Can you extract the lines verbatim, starting at the line that contains "of the soldier's" and stopping after the last line?

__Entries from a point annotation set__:
=-=-=

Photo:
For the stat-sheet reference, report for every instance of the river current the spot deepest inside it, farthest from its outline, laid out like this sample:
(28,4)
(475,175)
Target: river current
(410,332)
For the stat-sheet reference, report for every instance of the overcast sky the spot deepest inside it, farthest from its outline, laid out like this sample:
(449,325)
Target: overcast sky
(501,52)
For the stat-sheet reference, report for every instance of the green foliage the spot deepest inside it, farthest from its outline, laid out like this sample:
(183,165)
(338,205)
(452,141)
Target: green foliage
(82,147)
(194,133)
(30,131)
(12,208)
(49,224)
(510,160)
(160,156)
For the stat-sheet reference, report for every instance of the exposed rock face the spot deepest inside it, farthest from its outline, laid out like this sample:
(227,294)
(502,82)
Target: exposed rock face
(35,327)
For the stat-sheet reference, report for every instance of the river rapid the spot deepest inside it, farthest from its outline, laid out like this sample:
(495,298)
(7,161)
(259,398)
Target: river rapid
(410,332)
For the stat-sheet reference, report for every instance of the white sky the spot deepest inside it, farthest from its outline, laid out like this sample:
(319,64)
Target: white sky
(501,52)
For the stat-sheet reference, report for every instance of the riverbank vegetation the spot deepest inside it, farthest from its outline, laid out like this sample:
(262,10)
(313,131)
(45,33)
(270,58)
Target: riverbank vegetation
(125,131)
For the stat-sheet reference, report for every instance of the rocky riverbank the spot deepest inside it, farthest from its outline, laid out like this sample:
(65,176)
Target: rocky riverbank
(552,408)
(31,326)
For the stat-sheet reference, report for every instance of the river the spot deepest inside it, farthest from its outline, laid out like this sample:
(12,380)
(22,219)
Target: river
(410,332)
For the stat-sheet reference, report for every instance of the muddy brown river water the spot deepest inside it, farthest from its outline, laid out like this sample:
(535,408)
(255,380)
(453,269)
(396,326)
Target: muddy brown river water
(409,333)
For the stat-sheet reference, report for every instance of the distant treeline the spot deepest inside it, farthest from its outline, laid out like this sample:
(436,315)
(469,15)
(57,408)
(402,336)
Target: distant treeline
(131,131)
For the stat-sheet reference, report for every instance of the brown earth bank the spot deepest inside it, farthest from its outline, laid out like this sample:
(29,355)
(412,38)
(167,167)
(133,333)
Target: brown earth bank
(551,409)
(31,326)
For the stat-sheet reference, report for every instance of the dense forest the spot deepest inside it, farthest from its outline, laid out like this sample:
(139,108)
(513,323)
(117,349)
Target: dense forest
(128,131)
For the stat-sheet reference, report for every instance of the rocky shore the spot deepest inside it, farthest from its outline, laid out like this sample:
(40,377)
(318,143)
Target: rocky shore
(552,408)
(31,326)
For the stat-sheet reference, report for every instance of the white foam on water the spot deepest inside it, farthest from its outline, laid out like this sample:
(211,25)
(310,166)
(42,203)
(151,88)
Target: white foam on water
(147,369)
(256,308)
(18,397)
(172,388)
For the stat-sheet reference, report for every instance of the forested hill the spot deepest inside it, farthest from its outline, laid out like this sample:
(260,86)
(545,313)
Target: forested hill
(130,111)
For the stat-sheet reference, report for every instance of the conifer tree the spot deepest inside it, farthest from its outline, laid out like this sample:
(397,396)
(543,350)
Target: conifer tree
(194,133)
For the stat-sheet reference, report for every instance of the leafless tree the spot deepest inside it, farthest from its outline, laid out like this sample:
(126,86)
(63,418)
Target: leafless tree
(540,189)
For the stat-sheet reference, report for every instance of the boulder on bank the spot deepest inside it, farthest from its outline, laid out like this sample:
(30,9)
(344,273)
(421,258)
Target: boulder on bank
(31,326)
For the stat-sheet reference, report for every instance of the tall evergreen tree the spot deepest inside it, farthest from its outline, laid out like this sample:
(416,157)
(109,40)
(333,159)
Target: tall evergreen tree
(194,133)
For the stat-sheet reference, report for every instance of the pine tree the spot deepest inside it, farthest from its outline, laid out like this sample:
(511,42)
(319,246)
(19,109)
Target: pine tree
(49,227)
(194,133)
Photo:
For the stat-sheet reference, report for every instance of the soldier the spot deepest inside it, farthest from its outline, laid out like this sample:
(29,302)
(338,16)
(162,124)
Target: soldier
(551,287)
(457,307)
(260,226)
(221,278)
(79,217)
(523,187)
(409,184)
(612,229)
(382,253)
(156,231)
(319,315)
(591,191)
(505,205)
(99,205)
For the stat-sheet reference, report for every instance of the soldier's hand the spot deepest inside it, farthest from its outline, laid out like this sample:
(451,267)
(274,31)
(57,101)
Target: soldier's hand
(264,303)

=-=-=

__OUTPUT__:
For the stat-sheet reference, report for every instance of the soldier's hand the spot deepest inside it, farthest from its outline, laid out like this sample:
(451,267)
(274,31)
(57,101)
Target: soldier's hand
(264,303)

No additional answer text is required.